### EXERCISE:
In the lines from the one with "of the wood" up to and including the one with "Target: wood floor plank", change "wood floor plank" to "floorboard". Return only those lines, with nothing else altered.
::::::
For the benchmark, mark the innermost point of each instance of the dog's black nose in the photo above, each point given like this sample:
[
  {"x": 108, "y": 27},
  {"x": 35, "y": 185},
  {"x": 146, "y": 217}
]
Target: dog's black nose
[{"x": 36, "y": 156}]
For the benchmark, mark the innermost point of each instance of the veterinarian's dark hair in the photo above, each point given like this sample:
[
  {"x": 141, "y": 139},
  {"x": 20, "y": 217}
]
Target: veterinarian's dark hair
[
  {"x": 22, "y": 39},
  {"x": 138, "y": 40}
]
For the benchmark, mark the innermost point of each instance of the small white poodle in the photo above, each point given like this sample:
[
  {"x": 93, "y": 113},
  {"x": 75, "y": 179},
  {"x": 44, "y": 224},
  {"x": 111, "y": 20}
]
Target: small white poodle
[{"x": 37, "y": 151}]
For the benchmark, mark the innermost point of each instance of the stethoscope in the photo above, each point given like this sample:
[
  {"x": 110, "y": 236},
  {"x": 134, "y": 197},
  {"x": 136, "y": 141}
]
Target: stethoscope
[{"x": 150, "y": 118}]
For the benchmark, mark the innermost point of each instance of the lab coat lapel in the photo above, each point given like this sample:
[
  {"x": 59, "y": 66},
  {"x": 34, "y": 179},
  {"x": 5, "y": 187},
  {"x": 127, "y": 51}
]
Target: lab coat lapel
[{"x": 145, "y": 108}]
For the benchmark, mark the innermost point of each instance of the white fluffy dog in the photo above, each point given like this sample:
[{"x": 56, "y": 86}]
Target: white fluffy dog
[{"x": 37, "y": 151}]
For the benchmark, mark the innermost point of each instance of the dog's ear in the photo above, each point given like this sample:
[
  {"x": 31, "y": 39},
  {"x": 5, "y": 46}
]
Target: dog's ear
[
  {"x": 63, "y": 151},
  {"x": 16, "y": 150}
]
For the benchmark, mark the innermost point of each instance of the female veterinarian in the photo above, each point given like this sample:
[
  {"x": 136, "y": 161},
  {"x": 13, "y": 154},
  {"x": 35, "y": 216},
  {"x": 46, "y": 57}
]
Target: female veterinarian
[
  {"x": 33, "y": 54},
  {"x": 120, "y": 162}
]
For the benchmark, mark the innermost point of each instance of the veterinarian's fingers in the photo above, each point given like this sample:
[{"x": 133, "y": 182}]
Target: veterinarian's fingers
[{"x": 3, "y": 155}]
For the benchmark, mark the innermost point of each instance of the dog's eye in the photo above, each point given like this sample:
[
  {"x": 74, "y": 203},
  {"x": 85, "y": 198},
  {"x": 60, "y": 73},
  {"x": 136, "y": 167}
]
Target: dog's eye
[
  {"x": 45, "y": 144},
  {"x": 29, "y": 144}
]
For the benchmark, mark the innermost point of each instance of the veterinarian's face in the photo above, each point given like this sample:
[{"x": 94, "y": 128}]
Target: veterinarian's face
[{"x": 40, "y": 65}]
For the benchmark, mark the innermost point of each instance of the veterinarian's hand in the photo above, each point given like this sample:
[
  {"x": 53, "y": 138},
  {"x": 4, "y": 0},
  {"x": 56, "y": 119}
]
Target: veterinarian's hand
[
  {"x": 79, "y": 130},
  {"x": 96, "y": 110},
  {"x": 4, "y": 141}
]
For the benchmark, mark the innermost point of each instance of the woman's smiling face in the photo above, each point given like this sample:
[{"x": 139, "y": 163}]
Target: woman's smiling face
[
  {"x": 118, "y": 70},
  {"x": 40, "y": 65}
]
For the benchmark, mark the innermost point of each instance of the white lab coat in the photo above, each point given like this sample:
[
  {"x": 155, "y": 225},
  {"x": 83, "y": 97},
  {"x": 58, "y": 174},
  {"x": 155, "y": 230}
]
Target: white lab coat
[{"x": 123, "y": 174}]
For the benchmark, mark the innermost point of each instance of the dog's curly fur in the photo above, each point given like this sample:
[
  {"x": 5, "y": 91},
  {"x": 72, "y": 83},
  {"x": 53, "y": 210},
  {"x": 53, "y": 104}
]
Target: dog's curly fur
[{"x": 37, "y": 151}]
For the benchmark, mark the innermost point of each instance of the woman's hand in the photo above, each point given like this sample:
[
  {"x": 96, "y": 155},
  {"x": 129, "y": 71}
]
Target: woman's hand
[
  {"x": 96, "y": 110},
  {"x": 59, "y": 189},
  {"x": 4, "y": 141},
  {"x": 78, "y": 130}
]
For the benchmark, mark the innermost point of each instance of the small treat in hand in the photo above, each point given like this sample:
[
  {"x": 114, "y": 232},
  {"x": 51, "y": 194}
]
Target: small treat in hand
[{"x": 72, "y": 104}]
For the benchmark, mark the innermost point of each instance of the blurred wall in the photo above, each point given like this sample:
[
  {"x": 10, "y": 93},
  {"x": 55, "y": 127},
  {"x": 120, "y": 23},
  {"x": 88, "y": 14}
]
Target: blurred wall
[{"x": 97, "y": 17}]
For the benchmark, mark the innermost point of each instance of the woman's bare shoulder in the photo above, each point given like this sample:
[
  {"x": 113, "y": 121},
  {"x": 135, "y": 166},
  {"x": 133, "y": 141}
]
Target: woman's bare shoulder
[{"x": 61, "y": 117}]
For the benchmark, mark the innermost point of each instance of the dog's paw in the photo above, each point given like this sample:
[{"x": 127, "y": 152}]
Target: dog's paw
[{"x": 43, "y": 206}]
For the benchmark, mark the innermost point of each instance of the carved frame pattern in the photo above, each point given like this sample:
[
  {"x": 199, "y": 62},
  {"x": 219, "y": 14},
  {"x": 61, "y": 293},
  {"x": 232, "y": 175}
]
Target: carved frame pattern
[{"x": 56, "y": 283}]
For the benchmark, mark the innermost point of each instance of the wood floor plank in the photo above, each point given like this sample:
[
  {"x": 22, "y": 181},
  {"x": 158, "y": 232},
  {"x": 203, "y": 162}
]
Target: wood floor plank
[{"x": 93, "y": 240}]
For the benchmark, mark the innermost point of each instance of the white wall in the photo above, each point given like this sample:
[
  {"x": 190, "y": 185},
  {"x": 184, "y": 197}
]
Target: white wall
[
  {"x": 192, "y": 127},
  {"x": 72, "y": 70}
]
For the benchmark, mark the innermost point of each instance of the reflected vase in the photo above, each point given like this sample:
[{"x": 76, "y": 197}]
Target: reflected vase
::::::
### WRITTEN REPLY:
For the benchmark, mark the innermost point of each instance of the floorboard in the photo above, each point given like this sample:
[
  {"x": 22, "y": 181},
  {"x": 158, "y": 232},
  {"x": 203, "y": 162}
]
Target: floorboard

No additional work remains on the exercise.